--- Given request ---
Retype every line of the rows below without changing anything, leaving out the pictures.

--- Entries drawn from a collection ---
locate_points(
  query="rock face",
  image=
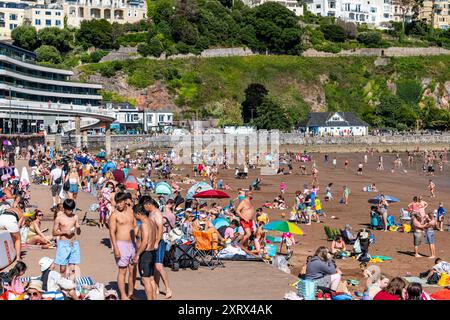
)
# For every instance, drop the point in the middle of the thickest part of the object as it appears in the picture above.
(156, 97)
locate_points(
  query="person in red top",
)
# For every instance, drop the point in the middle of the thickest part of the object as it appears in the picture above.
(119, 175)
(396, 290)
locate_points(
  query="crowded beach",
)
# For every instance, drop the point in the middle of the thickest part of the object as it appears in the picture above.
(349, 226)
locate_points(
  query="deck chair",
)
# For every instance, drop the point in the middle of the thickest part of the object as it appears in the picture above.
(404, 215)
(206, 251)
(331, 232)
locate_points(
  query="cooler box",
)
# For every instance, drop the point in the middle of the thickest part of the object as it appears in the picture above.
(7, 251)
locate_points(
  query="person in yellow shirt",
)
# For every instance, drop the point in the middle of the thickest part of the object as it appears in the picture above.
(318, 209)
(262, 216)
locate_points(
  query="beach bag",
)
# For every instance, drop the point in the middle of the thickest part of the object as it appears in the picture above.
(307, 289)
(434, 278)
(390, 220)
(444, 280)
(24, 234)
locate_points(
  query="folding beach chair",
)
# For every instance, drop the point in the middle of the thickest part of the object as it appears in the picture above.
(405, 216)
(331, 232)
(206, 250)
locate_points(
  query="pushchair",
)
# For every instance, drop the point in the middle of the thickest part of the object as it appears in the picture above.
(255, 184)
(181, 256)
(361, 247)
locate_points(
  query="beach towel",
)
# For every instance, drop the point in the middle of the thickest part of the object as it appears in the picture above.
(423, 282)
(79, 280)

--- Result of this exercise ---
locate_points(
  query="rock face",
  image=
)
# For every instance, drop the point in the middle of the thickest part of the object as it appears in the picture above.
(156, 97)
locate_points(
  query="person in red top",
)
# For every instance, drop the point in the middle of the thickest part of the object as it appears in the picture above.
(119, 175)
(396, 290)
locate_points(
  query="crowded beach",
)
# For every instance, drop the point in the middle of the thickest part of the object as it appears in the picture above.
(349, 226)
locate_points(
  query="deck chair",
)
# For every instance, drop the point in the middle of the thickest part of the object as it appears in the picture above.
(404, 215)
(206, 251)
(331, 232)
locate_points(
  query="cooler box",
)
# For every instance, drop the point in the middle of the thickest part of the object as it appears in the picture above.
(7, 251)
locate_points(
  query="person in yellow shirt",
)
# For every instance, drop the point in the middle of the thickest part of the object as it appears in the picture above.
(318, 209)
(262, 216)
locate_points(
  query="beach bag",
)
# For every instance, drop the point in the middle of the thickest part of the object as it appears in the picture above.
(307, 289)
(434, 278)
(390, 220)
(444, 280)
(24, 234)
locate_points(
  query="folding beach chair",
)
# For every instance, drop the point in the middle of the thickest part of the object as it appears in the picture above.
(405, 216)
(331, 232)
(206, 250)
locate_points(
  query="pushchair",
)
# For every instance, drop the point in the middle of the thickest part of the object as it appears in the picture above.
(255, 184)
(181, 256)
(361, 247)
locate_points(
  query="beach towel",
)
# For every instance, drop the point in the middle of the thickest part of the object as it appears in the picture above.
(423, 282)
(79, 280)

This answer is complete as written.